** start ROWS **

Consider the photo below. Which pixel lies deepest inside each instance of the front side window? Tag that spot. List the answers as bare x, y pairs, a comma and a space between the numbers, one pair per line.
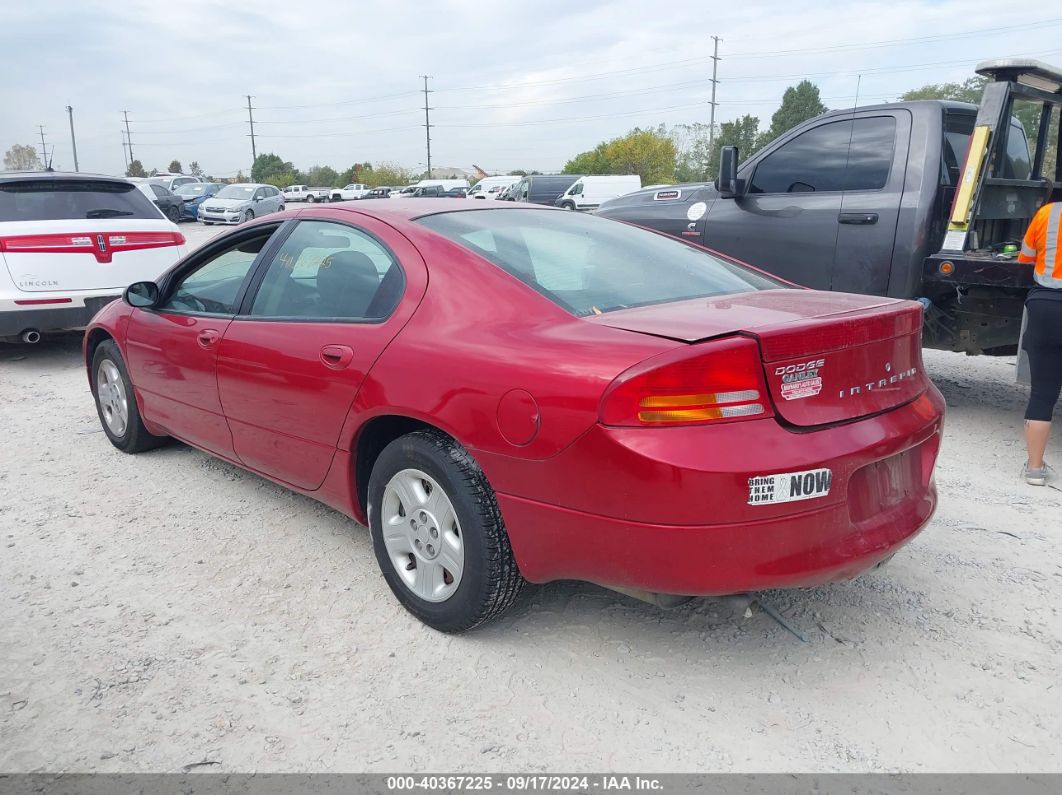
213, 286
591, 265
329, 271
842, 155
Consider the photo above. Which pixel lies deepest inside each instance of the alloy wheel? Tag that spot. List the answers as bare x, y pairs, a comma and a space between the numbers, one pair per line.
422, 535
110, 392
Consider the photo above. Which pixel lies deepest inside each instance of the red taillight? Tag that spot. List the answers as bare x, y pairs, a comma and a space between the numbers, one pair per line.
102, 245
711, 382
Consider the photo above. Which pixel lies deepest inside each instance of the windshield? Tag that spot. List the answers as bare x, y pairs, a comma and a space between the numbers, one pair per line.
236, 191
592, 265
193, 189
56, 200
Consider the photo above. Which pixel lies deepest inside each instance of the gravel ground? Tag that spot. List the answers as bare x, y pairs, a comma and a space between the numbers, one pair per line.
168, 609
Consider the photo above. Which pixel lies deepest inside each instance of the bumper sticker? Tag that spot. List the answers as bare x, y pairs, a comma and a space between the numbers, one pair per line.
767, 489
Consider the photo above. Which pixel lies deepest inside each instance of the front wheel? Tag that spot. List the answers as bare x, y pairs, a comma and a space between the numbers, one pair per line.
116, 403
438, 533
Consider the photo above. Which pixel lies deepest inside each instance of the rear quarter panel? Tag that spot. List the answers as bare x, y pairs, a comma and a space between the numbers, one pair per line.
480, 333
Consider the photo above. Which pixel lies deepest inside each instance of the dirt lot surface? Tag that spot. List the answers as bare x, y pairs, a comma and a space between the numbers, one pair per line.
168, 609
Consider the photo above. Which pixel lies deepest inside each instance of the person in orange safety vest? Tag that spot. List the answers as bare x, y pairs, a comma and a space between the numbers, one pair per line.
1043, 334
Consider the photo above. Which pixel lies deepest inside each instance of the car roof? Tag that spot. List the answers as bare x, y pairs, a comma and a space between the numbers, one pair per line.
410, 209
11, 176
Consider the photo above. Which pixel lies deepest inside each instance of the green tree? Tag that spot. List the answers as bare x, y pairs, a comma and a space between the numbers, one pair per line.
648, 153
272, 170
21, 157
969, 90
594, 161
388, 173
360, 172
742, 133
691, 151
322, 176
799, 104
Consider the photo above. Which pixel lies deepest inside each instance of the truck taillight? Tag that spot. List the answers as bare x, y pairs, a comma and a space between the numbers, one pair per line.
711, 382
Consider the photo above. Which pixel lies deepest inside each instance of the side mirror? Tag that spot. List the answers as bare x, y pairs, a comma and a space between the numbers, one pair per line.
142, 294
726, 184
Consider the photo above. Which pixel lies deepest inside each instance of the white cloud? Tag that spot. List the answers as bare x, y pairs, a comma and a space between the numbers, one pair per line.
502, 73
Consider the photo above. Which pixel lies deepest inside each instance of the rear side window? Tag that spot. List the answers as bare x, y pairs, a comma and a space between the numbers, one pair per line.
589, 265
329, 271
843, 155
60, 200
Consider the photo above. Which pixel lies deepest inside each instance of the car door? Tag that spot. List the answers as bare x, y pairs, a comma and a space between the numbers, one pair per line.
319, 313
870, 205
786, 222
172, 348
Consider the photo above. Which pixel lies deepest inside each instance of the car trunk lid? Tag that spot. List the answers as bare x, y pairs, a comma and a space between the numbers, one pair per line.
827, 357
72, 255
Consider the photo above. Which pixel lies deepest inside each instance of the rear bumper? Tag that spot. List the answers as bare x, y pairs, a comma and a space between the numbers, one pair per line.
15, 320
881, 496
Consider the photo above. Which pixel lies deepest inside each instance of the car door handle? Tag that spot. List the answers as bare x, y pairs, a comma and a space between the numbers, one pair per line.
859, 219
207, 338
337, 357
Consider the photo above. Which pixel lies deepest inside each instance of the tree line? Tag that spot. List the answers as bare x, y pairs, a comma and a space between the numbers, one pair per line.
681, 153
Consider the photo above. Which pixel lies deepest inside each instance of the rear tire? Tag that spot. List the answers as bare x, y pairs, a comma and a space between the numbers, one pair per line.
116, 403
472, 577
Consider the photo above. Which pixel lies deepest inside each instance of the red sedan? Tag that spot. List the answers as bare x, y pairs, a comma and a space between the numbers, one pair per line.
513, 394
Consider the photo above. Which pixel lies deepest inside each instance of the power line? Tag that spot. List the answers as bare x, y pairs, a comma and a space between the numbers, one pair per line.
715, 82
251, 119
129, 137
44, 147
427, 121
73, 142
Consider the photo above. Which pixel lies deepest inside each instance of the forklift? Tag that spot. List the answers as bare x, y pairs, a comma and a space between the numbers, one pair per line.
975, 288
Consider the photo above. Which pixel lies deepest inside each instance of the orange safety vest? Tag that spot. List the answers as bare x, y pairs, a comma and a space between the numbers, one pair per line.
1041, 245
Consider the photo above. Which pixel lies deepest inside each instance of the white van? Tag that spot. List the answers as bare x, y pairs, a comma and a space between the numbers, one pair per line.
588, 192
490, 187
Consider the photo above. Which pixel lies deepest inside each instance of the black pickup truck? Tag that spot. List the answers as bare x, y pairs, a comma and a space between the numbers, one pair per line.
913, 200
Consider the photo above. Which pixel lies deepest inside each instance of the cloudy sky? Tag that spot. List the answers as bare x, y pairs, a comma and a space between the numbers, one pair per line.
515, 84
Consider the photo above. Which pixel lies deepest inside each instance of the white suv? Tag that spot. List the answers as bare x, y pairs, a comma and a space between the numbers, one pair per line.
70, 244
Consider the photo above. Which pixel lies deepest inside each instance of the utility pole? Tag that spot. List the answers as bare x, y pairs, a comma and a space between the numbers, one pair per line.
73, 142
712, 118
44, 147
129, 137
427, 121
251, 119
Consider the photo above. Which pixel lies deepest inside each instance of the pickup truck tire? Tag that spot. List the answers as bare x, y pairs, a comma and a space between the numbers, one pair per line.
463, 572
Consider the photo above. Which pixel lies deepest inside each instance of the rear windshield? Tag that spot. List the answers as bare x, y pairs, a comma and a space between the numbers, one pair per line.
60, 200
236, 191
592, 265
194, 189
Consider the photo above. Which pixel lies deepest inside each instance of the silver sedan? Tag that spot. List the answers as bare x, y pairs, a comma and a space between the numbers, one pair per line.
241, 202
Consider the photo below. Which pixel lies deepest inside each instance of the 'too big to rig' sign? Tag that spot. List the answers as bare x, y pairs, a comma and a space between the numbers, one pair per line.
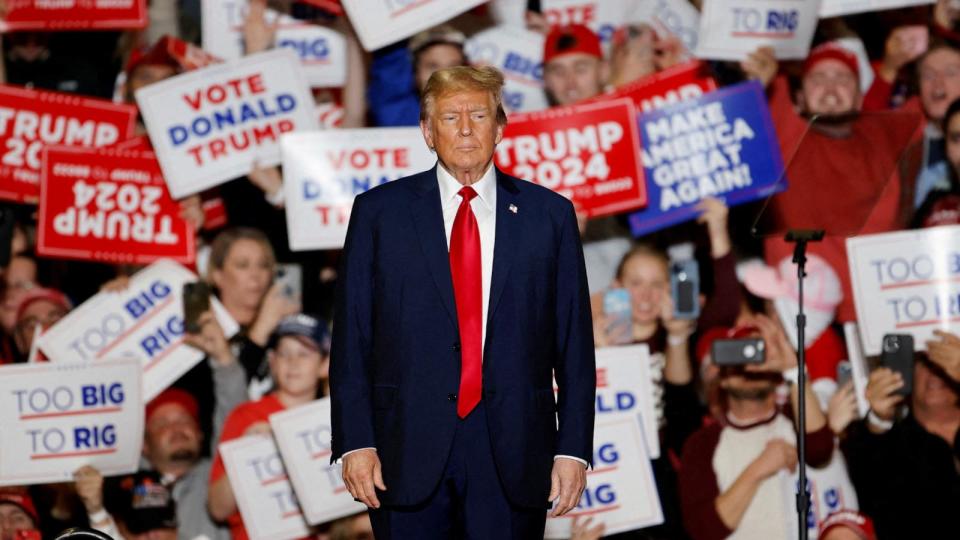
210, 125
55, 418
33, 119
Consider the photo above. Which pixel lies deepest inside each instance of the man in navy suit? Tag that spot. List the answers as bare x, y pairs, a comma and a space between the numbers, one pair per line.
461, 297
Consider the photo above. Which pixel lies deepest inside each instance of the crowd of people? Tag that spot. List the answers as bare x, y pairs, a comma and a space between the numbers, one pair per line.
881, 154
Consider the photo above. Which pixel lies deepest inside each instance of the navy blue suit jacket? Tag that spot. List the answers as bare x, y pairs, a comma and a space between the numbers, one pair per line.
395, 366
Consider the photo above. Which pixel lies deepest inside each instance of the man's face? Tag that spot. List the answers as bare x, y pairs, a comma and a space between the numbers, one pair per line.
574, 77
13, 519
830, 88
463, 129
172, 435
435, 58
939, 82
39, 312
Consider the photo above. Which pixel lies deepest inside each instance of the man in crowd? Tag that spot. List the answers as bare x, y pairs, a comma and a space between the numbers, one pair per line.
172, 448
904, 466
18, 515
732, 477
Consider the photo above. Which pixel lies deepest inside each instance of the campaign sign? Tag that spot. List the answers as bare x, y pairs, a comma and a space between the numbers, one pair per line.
109, 205
587, 153
625, 389
905, 282
621, 491
722, 145
74, 15
390, 21
324, 170
303, 436
732, 29
321, 50
33, 119
142, 322
667, 87
210, 125
56, 418
517, 53
264, 495
836, 8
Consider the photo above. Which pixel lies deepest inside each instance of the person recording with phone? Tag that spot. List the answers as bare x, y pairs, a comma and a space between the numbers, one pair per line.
732, 472
903, 456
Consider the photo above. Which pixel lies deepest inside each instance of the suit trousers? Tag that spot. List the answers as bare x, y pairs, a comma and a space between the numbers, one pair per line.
469, 503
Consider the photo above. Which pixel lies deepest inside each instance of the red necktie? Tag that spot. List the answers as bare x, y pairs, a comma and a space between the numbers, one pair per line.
468, 290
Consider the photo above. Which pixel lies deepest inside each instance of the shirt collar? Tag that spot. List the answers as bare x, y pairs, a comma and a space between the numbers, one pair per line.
485, 187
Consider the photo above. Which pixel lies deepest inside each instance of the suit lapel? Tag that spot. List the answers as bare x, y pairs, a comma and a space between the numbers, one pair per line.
507, 239
428, 220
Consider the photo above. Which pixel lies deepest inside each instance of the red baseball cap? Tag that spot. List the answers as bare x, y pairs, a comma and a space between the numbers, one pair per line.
831, 50
575, 38
852, 520
19, 497
177, 396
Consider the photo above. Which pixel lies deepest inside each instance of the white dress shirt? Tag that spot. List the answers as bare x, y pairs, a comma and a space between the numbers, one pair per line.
484, 207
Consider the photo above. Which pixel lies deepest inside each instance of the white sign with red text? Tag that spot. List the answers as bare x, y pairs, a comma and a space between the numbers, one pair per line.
303, 436
905, 282
389, 21
621, 492
836, 8
323, 171
210, 125
517, 53
56, 418
321, 50
264, 495
732, 29
143, 322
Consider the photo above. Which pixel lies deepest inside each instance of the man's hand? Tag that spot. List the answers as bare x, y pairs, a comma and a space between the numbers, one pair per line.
945, 353
89, 485
361, 473
842, 408
778, 454
567, 481
881, 392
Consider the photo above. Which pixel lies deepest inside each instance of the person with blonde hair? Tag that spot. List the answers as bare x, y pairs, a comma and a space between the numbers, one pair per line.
462, 292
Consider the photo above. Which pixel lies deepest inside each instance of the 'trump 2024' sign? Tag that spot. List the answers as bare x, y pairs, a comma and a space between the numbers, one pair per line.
210, 125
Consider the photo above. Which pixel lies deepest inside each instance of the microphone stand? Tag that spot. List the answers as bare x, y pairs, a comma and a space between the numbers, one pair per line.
801, 237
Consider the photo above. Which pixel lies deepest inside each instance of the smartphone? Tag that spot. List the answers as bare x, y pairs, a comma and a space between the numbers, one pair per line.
196, 300
685, 288
897, 354
737, 352
290, 278
618, 309
844, 373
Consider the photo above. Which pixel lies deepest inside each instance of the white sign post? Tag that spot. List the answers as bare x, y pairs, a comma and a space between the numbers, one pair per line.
621, 491
303, 436
321, 50
390, 21
517, 52
259, 482
210, 125
143, 322
625, 389
905, 282
836, 8
732, 29
323, 171
56, 418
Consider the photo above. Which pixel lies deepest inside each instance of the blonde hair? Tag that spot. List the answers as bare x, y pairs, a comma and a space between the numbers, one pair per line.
457, 79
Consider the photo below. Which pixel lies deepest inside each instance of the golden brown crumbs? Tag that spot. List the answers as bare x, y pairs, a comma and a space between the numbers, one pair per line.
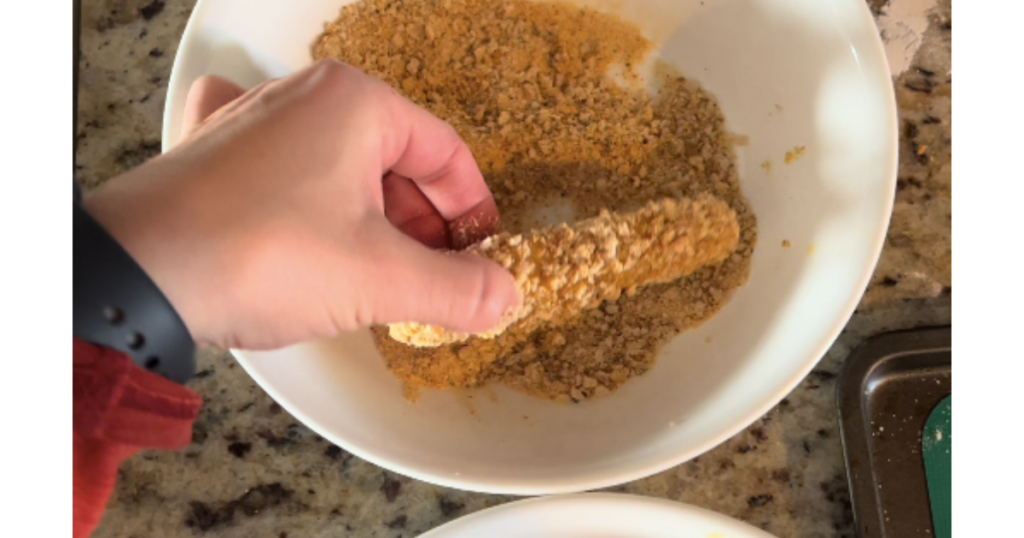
562, 271
524, 85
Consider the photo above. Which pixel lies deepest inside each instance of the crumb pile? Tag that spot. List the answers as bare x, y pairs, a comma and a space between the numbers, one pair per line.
527, 86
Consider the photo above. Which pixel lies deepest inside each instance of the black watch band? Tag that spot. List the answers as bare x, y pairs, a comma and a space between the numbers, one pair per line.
118, 305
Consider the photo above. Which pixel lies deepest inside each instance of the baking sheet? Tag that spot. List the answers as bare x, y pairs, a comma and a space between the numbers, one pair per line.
886, 394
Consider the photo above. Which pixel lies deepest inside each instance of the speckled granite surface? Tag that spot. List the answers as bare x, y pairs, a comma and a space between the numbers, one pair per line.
254, 471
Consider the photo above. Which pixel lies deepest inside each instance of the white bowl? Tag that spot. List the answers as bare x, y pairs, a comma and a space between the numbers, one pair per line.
786, 73
596, 515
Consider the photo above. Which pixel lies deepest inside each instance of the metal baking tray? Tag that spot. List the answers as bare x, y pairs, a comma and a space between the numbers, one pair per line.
886, 392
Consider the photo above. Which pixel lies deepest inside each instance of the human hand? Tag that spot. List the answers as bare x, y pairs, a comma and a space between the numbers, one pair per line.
309, 206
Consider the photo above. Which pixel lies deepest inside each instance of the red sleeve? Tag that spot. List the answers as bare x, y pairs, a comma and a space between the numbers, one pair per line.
119, 409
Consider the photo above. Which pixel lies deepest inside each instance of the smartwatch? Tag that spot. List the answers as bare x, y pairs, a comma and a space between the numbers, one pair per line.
116, 304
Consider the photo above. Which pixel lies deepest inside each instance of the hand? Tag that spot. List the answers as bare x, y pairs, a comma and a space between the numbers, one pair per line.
309, 206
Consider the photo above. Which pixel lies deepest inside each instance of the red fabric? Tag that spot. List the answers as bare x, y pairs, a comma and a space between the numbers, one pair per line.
119, 409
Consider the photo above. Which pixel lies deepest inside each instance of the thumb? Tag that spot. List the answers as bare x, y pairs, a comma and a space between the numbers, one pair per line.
460, 291
207, 95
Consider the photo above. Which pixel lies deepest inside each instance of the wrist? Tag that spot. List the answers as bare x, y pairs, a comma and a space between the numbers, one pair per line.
132, 218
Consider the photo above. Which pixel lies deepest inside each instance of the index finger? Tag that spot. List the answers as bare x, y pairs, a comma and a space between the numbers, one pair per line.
430, 153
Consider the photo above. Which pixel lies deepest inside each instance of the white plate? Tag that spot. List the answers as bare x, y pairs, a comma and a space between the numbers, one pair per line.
596, 515
786, 73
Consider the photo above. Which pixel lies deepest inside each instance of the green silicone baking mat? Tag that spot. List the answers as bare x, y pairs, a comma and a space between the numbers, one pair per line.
888, 391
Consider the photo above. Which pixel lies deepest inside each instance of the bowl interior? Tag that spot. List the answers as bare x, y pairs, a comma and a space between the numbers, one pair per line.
786, 74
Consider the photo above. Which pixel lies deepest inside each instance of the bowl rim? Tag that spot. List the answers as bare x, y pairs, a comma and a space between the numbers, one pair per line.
522, 508
607, 478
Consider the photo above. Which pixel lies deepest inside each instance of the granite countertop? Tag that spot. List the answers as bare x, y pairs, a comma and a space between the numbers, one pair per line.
254, 470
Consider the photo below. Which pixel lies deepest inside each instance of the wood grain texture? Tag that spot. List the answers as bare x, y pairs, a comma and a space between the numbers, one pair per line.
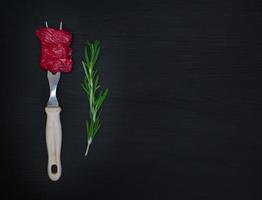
183, 115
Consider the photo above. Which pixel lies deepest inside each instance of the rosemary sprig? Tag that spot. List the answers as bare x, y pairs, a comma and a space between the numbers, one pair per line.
96, 95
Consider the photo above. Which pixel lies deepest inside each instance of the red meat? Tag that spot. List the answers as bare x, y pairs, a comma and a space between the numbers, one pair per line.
56, 51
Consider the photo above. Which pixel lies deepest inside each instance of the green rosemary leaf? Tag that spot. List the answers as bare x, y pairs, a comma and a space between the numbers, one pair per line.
91, 88
101, 98
86, 56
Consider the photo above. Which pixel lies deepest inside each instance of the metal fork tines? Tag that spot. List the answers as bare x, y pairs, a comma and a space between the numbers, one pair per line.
53, 80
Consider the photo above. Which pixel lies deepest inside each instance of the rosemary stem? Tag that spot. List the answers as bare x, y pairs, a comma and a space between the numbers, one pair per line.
88, 145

** end ROWS **

REQUEST —
Repeat only the stretch of lines that begins at the line containing "the rosemary sprig?" and ends at the last line above, both included.

WRITTEN ANSWER —
Consider the photo above. Which pixel lies deepest inside each instance of the rosemary sprig? Tag that spot. List the answers as bare x, y pairs, a comma and a space between the numbers, one pair per line.
96, 95
Consider the photo above. Which pixel lies deepest inside each instance of the red meat? Tag that spot. List the answers as bare x, y pairs, a comma and a space between the numbers, one pair per line.
56, 51
Consider the photo above. Which pixel lies deepest inside each instance of the green rosemary leaf? Tag that spot. List the answers as bare x, y pairs, a comma and a space between the numbers, one pair per line.
91, 88
101, 98
86, 56
Consider the photo above. Which pixel lies deepest inside each instance of the metal fork tines? Tag that spot. List the answers as bare x, y pairs, a comma and a space between the numbers, one pair per line.
53, 80
Consider the photo above. Which pixel lies deepest inside each instance of the rosemary stem? Tag that spot. List the answers as bare x, y pairs, a comma and a space between the numbers, one pair per line.
88, 145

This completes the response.